# What you should do
Please count the lines in the listing below that contain the word "region", and reply with that number alone.

# Source data
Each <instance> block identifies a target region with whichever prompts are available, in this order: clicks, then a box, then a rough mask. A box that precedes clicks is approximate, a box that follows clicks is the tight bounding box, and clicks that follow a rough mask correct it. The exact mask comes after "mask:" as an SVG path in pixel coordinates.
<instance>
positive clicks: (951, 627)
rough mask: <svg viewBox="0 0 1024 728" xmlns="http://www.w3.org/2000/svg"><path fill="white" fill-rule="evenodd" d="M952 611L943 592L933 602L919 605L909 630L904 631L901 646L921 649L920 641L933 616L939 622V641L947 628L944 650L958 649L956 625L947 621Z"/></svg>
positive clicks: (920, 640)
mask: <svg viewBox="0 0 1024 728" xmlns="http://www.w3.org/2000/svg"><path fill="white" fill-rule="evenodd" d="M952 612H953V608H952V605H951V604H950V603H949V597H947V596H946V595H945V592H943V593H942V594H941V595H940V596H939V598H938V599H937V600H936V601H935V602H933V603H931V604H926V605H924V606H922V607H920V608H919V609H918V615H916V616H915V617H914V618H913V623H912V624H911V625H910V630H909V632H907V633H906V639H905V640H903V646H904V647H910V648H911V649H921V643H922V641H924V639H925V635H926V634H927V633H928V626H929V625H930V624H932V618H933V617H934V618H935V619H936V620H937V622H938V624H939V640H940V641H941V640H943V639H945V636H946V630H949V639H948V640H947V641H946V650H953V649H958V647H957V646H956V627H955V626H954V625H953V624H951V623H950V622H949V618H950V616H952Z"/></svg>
==
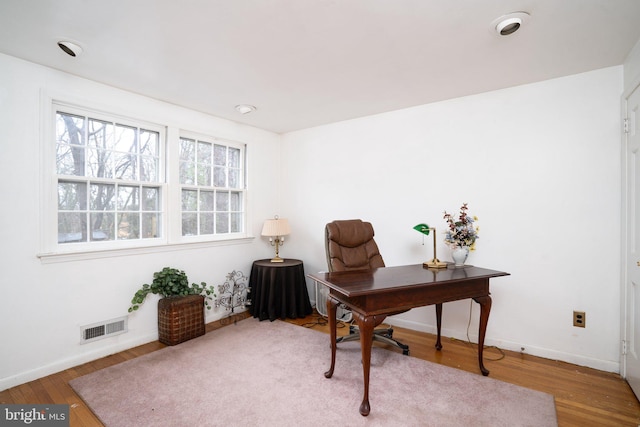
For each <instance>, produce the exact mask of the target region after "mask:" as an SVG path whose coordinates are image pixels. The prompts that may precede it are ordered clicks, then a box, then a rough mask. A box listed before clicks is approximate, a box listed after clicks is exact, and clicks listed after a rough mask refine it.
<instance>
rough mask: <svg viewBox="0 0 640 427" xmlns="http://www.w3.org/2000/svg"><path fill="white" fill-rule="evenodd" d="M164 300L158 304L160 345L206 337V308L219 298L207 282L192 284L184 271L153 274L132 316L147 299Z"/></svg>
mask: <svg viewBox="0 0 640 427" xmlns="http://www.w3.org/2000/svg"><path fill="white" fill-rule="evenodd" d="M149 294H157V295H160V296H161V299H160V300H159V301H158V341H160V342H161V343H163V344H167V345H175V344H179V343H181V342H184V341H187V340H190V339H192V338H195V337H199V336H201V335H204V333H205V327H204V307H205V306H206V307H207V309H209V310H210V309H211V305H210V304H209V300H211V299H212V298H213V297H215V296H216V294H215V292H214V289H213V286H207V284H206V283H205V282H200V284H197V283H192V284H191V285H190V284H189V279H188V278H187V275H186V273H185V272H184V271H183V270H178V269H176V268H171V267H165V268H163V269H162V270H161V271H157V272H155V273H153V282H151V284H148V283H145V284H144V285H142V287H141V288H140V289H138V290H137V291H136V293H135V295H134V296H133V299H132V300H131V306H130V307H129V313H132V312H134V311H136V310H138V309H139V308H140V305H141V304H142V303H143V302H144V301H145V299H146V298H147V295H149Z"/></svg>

# Solution below
2